**Exercise prompt:**
Copy the entries word for word, from the first line up to and including the line with "[409, 92, 445, 127]".

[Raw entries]
---

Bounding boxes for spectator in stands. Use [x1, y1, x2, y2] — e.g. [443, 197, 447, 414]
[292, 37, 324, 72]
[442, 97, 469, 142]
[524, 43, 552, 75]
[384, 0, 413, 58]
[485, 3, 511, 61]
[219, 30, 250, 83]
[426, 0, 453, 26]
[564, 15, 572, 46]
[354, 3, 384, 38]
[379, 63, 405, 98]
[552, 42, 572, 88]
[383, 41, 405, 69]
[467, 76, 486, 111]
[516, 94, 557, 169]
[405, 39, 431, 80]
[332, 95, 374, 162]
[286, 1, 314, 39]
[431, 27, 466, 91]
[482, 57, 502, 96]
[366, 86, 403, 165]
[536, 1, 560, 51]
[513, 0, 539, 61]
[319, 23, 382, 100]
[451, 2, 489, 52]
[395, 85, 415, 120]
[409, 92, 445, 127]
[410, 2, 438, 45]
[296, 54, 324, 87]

---

**Task response:**
Bounding boxes for spectator in stands. Use [x1, y1, x2, y2] — e.g. [443, 197, 447, 414]
[292, 37, 324, 72]
[442, 97, 469, 142]
[524, 43, 552, 75]
[384, 0, 413, 58]
[485, 3, 511, 61]
[219, 30, 250, 83]
[426, 0, 453, 26]
[564, 15, 572, 46]
[354, 3, 384, 38]
[379, 63, 405, 98]
[552, 42, 572, 88]
[383, 41, 405, 69]
[467, 76, 486, 111]
[516, 94, 557, 169]
[405, 39, 431, 80]
[332, 95, 374, 162]
[286, 1, 314, 39]
[431, 27, 466, 91]
[482, 57, 502, 96]
[366, 86, 403, 165]
[536, 1, 560, 51]
[513, 0, 539, 61]
[319, 23, 382, 100]
[451, 2, 489, 52]
[395, 85, 415, 120]
[409, 92, 445, 127]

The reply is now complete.